SOURCE EXTRACT:
-- begin --
The FailSafe DMF plug-in enables DMF and its resources to be moved from one server to another when a FailSafe failover occurs. If the server that is running FailSafe DMF crashes, DMF fails over to another server along with its filesystems.
For more information, see the FailSafe DMF Administrator's Guide for SGI InfiniteStorage.
The Tape Management Facility (TMF) supports processing of labeled tapes, including multifile volumes and multivolume sets. These capabilities are most important to customers who run production tape operations where tape label recognition and tape security are requirements.
The FailSafe TMF plug-in enables TMF and its resources to be failed over from one server to another when a failure occurs.
For more information, see the FailSafe Version 2 TMF Administrator's Guide.
This section discusses the following:
This section defines the terminology necessary to configure and monitor highly available services with FailSafe.
A cluster is the set of systems (nodes) configured to work together as a single computing resource. A cluster is identified by a simple name and a cluster ID. There is only one cluster that may be formed from a given pool of nodes.
Disks or logical units (LUNs) are assigned to clusters by recording the name of the cluster on the disk or LUN. Thus, if any disk is accessible (via a Fibre Channel connection) from machines in multiple clusters, then those clusters must have unique names. When members of a cluster send messages to each other, they identify their cluster via the cluster ID.
-- end --
INFORMATION PROVIDED:
-- begin --
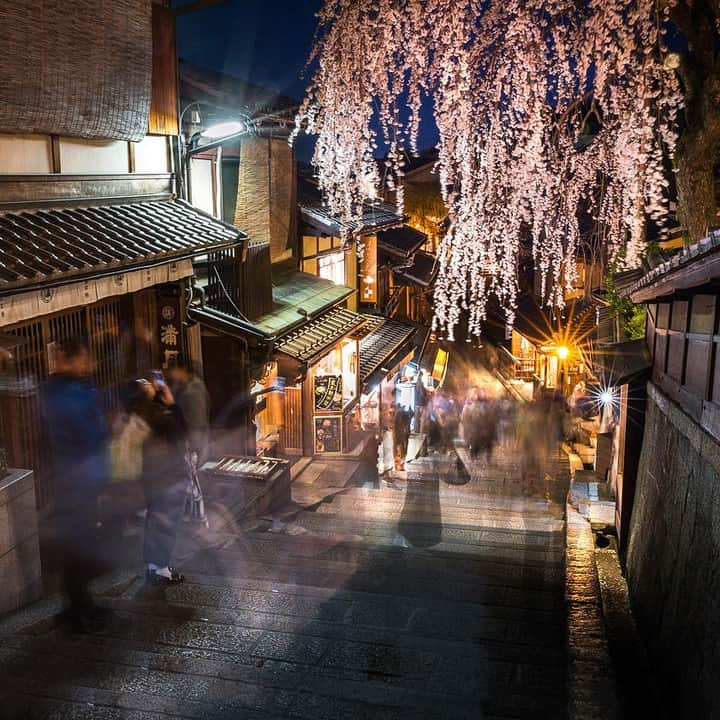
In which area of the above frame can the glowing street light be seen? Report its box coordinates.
-- end --
REQUEST: Resume the FailSafe text right after its last sentence. The listing has no connection to the FailSafe text.

RIGHT ANSWER:
You should choose unique names and cluster IDs for each of the clusters within your organization.
A node is an operating system (OS) image, usually an individual computer. (This use of the term node does not have the same meaning as a node in an SGI Origin 3000 or SGI 2000 system.) A given node can be a member of only one pool and therefore only one cluster.
The pool is the set of nodes from which a particular cluster may be formed. Only one cluster may be configured from a given pool, and it need not contain all of the available nodes. (Other pools may exist, but each is disjoint from the other. They share no node or cluster definitions.)
A pool is formed when you connect to a given node and define that node in the cluster database using the FailSafe graphical user interface (GUI) or cmgr command. You can then add other nodes to the pool by defining them while still connected to the first node, or to any other node that is already in the pool. (If you were to connect to another node and then define it, you would be creating a second pool).
Figure 1-2 shows the concepts of pool and cluster.
The cluster database contains configuration information about resources, resource groups, failover policy, nodes, clusters, logging information, and configuration parameters.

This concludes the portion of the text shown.